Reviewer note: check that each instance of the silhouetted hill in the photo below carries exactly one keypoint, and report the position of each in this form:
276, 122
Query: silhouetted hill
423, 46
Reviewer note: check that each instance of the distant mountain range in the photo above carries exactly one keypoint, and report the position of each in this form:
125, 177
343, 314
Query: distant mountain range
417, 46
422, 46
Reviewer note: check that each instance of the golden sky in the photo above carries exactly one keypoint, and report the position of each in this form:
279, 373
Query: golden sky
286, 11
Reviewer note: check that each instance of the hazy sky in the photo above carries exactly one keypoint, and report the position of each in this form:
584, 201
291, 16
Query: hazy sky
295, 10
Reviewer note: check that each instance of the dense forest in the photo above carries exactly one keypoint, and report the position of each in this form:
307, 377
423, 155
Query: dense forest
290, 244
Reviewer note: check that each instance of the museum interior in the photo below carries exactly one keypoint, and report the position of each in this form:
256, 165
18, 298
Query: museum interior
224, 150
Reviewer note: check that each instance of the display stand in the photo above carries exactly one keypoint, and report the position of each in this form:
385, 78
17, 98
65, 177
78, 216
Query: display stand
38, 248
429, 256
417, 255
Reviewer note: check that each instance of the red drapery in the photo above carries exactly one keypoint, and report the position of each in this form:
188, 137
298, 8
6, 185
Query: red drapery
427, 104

ACTIVITY: All of the records above are to be returned exactly as they stand.

OUTPUT:
Reviewer note: check that each instance of the silhouetted hill in the photo below carries exactly one keypoint, and report the position of each in this form:
276, 122
Query: silhouetted hill
423, 46
Reviewer note: check that each instance of the distant mountain range in the photo above carries exactly one keypoint, and report the position of each in this form:
125, 177
343, 314
Query: distant mountain range
417, 46
422, 46
Reviewer note: check that each instance of the golden sky in the photo above carries exactly one keypoint, and report the position of each in this form:
279, 373
Query: golden sky
286, 11
Reviewer note: check that each instance of the hazy sky in the photo above carries exactly one keypoint, and report the position of each in this form:
584, 201
291, 16
Query: hazy sky
295, 10
Reviewer note: check that each instance of the dense forest in the photo above carries exactly one keypoint, and report the position of each in this form:
307, 377
423, 155
Query: dense forest
290, 244
Reviewer note: check that each instance of the museum interior in the photo below carries exactly one keypoint, and report the position of each in this form:
256, 165
18, 298
Query: museum interior
224, 150
Reviewer note: check that each instance of the display stand in the photo above carries exactly one keypoint, and report the position of each in this form:
385, 78
17, 98
65, 177
78, 216
Query: display stand
38, 248
429, 256
417, 255
Reviewer note: check that each instance of the red drapery in the photo above carries exactly one keypoint, and report the position of each in this form:
188, 137
298, 8
6, 185
Query: red drapery
427, 104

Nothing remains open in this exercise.